◆ **Records for the exercise**
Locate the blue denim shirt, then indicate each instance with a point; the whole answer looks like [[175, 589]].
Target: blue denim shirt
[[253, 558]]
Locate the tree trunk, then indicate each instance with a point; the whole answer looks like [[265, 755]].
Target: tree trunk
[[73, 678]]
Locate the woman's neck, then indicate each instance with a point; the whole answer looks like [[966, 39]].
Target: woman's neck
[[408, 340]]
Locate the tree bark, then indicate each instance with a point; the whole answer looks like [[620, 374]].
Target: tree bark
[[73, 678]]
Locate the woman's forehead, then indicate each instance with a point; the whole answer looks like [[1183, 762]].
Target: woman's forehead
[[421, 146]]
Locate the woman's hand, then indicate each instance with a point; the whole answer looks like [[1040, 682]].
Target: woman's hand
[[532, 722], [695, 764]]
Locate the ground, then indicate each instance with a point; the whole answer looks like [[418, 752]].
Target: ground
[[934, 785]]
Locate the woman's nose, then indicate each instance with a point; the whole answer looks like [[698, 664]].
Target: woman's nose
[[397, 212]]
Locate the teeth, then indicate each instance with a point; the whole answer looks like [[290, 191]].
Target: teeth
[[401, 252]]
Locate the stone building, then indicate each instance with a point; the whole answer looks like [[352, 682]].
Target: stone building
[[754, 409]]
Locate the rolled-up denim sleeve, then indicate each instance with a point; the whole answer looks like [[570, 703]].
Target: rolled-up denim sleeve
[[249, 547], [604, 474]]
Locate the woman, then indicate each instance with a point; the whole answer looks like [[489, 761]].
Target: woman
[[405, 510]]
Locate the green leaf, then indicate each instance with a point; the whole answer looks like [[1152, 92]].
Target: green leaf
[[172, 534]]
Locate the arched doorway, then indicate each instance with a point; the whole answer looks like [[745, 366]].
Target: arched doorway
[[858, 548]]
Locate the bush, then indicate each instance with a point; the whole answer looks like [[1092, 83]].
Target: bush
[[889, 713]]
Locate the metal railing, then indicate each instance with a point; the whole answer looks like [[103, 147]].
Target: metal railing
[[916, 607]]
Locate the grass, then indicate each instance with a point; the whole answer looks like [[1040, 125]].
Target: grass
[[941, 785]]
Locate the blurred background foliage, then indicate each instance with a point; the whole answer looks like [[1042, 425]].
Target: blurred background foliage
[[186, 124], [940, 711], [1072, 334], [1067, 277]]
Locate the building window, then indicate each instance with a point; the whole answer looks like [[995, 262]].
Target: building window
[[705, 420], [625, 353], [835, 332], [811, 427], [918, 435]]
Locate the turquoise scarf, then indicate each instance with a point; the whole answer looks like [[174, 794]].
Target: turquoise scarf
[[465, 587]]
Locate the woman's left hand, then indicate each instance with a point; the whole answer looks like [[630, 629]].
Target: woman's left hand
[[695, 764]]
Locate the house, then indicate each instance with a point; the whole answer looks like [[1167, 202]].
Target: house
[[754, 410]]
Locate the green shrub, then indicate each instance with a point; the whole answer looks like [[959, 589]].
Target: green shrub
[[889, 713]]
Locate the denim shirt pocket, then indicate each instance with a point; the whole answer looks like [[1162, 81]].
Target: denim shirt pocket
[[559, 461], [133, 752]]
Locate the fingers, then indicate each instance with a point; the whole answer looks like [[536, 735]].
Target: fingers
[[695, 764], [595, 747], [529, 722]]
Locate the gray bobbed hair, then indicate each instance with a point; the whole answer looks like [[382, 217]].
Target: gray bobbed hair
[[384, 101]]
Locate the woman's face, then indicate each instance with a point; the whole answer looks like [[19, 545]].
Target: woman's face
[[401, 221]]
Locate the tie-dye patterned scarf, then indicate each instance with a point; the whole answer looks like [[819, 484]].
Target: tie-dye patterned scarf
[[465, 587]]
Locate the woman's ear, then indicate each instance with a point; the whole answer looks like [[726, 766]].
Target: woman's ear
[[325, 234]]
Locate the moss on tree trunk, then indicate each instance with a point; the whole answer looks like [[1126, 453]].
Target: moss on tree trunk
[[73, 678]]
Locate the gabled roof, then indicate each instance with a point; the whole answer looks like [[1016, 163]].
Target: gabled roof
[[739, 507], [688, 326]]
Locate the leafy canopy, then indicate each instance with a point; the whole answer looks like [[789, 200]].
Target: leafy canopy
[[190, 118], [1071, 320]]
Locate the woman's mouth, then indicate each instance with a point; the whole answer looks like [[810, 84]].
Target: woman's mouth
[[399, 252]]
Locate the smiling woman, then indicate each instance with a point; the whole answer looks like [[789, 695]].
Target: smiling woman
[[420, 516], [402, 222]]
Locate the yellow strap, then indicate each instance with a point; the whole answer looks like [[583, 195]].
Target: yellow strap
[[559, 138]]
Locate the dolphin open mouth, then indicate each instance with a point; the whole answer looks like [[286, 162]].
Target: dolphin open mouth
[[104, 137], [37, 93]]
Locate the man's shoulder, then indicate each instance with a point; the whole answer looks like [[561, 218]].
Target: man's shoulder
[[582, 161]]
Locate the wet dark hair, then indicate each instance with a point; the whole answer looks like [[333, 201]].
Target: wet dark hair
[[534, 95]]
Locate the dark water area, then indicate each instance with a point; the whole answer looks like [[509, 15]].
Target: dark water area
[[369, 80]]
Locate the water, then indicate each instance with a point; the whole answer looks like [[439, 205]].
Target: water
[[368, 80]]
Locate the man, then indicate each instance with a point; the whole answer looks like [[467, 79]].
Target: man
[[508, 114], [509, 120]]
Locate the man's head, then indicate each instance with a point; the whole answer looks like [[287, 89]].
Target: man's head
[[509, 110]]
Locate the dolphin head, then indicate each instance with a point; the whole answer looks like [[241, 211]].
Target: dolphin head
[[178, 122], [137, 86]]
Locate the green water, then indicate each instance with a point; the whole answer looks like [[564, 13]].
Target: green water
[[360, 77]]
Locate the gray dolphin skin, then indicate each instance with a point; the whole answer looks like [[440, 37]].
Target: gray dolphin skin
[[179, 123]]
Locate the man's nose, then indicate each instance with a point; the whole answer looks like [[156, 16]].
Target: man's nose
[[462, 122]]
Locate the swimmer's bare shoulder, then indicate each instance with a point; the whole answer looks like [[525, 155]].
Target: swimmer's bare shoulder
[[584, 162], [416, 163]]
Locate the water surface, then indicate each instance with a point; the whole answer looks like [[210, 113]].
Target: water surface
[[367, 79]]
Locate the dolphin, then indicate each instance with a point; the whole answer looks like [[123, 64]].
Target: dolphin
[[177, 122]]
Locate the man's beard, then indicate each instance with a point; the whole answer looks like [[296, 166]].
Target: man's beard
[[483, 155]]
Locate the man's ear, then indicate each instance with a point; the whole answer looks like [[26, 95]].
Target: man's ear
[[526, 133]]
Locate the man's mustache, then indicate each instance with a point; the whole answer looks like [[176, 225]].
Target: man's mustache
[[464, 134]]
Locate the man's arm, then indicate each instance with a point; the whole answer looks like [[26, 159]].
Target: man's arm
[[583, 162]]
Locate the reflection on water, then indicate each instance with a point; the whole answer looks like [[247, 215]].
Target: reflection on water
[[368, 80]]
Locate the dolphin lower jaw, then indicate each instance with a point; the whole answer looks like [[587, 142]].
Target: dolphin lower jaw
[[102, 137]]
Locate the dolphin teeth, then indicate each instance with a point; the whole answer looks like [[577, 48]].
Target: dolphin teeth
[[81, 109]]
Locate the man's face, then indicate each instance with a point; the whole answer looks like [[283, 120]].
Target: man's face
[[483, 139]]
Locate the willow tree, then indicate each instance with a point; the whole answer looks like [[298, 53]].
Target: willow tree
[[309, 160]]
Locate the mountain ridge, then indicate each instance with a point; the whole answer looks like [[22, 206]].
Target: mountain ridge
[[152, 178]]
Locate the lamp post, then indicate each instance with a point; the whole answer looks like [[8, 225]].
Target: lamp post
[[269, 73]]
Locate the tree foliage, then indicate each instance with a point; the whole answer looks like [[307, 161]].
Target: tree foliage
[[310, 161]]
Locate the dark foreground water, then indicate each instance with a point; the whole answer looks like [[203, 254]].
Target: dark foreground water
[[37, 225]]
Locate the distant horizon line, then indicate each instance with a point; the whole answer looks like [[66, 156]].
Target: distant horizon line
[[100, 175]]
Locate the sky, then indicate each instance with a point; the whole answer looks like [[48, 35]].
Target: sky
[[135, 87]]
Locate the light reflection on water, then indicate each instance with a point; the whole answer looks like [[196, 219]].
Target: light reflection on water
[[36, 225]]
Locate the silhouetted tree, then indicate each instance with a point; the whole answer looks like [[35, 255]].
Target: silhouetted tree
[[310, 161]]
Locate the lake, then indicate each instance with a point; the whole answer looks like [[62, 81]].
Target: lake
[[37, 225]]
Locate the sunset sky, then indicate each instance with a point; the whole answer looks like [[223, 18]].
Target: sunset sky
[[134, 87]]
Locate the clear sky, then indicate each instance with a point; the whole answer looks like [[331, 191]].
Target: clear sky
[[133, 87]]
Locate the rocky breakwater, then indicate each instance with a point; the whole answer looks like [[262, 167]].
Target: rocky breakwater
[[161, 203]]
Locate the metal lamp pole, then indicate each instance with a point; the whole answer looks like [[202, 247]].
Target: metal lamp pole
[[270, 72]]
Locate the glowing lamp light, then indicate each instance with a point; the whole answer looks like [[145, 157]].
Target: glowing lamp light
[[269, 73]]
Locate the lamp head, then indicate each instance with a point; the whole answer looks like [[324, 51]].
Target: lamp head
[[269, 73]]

◆ **Problem**
Each line from the one with "Locate the metal lamp" to the end of the material should be duplicated exactly, and no other line.

◆ **The completed task**
Locate the metal lamp pole, then indicate each instance with a point; the whole answer looks like [[202, 247]].
Target: metal lamp pole
[[270, 72]]
Locate the glowing lamp light, then indicate each instance with a point; the whole answer looks like [[145, 157]].
Target: glowing lamp light
[[269, 73]]
Locate the lamp head, then indicate each instance with a point; the whole answer looks like [[324, 51]].
Target: lamp head
[[269, 73]]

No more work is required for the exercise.